• _Fuente_
+ + + +

Casualmente o no, el perfil de estos personajes, se puede individualizar rápidamente en actitudes mezquinas. Hay conductas reconocibles en el argentino que odia al argentino. Por ejemplo, ese sujeto no conserva su carril mientras conduce, en ninguna de sus acciones. Puentea el medidor de luz, de gas, se queja de los negros qué hay en la calle y busca permanentemente la evasión de sus obligaciones como ciudadano. Es un socio vitalicio del club de la clase media, que no acepta ser trabajadora.

Pero, puntualmente en sus veraneos, que pueden ser en la República Oriental del Uruguay, se comporta como un ciudadano suizo. Una de las claves es que la justicia funciona de otra forma a la nuestra, tal vez.

Cada vez que escucho a los mimosos del odio a nuestra identidad, recuerdo una anécdota, que es el tabú de los mimos en el exterior del país.

Me la contó el dueño de una Pyme que aún sigue pensando como un trabajador. Pese a tener una situación distinta en relación a sus bienes, recuerda cada día sus comienzos.

Todo sucedió durante un verano en el Uruguay. Pero este trabajador resaltó, que antes del mar es saludable un paseíto por el barrio El Prado, en Montevideo y luego una recorrida por el estadio Centenario. Después si, emprender finalmente el descanso en las costas balnearias.

Cuenta siempre que, después de una hora de viaje desde Carrasco, decidió parar para estirar las piernas y se embarcó en la búsqueda imposible de encontrar una mesa en horas del almuerzo, camino a Maldonado.

Se sorprendió al ver tantos argentinos con la cara blanca, pintada con el protector solar, hasta que con uno se confundió y pensó que era un mimo.

A raíz de esa situación se dio cuenta que tenía que descansar para no cometer ningún accidente. Por ello, mi amigo en cuestión, que se llama Roberto y vende repuestos de motos, pudo mantener la calma y limitarse a seguir buscando lugares disponibles para sentarse y picar algo.

A pura convicción, como el hincha de Camerún del gran Caloi, pudo encontrar la mesa y disponerse a mirar la gente pasar. En ese instante, como una ironía de lo que estaba pasando, se escuchó un grito desde la vereda y apareció lo inesperado.

+ + + +

• _Material entregado_

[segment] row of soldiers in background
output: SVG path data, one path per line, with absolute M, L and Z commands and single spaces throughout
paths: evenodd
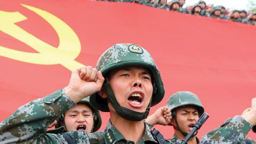
M 199 1 L 194 6 L 183 7 L 185 0 L 97 0 L 121 2 L 134 2 L 147 6 L 152 6 L 167 11 L 174 11 L 181 13 L 188 13 L 195 15 L 219 18 L 233 21 L 256 25 L 256 13 L 243 10 L 233 10 L 231 12 L 222 5 L 207 5 L 204 1 Z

+ + + +

• _Consignas escritas_
1 – Anota todos los lugares de Uruguay que se nombran en la crónica sobre el veraneo en Uruguay, sin contar el país mismo.
2 – Sigue escribiendo la crónica sobre el veraneo en Uruguay desde el punto en que se corta.

• _Respuestas_
1 –
- El barrio El Prado
- Montevideo
- El estadio Centenario
- Carrasco
- Maldonado

2 –
Relata permanentemente y con asombro, el gesto que tuvo un camarero que se paró, mientras estaba en su horario de descanso, y ofreció su lugar. Era una mesa redonda, muy amplia, para que estén más cómodos con su familia.

“Esto sería el homenaje al mimo”, le dijo un charrúa sentado sobre el cordón de la avenida. Se levantó y se acercó, como un sonido de candombe, para decirle que venía escribiendo poesía caótica desde el barrio La Teja de Montevideo. Su pueblo natal con historia europea y tradición de trabajadores de la piedra y el saladero.

Rápidamente percibió que le estaba hablando en clave, por el tabú que generaba esa parte del bar y esa mesa en particular.

Pero my friend siguió adelante con ese diálogo y dijo que el uruguayo le arrimó una complicidad: “Esa es la mesa de los mimos” y que rápidamente salió de ese dato, como evitando la repregunta. Supongo que le generó un miedo tácito, por el trauma que tenemos los argentinos. No poder elegir, nos perturba. Y como si fuera una conexión telepática, el mismo me respondió: "Son recuerdos de cuando las urnas estaban bien cerradas y no podíamos votar”. Por eso, siempre que entro a un lugar, elijo la mesa y después pienso.

Luego de eso, hizo un paneo y vio mucha gente caminando. Era día de feriado nacional y lluvia de mimos que seguían a personas. Todo se confundía entre los amadores del protector solar y los mimos casi a cara lavada por el calor. Esta anécdota es mucho más larga, pero prefiero detenerme en una reflexión.

No podría argumentarlo pero me cuesta conectar con alguien que tiene su cara diseñada a mano, y mucho menos la sonrisa dibujada. Ni hablar de una lágrima estampada. Será que todo lo impreso en una cara borra la expresión del corazón y la piel sufre. En síntesis, me traen malos recuerdos los carapintadas.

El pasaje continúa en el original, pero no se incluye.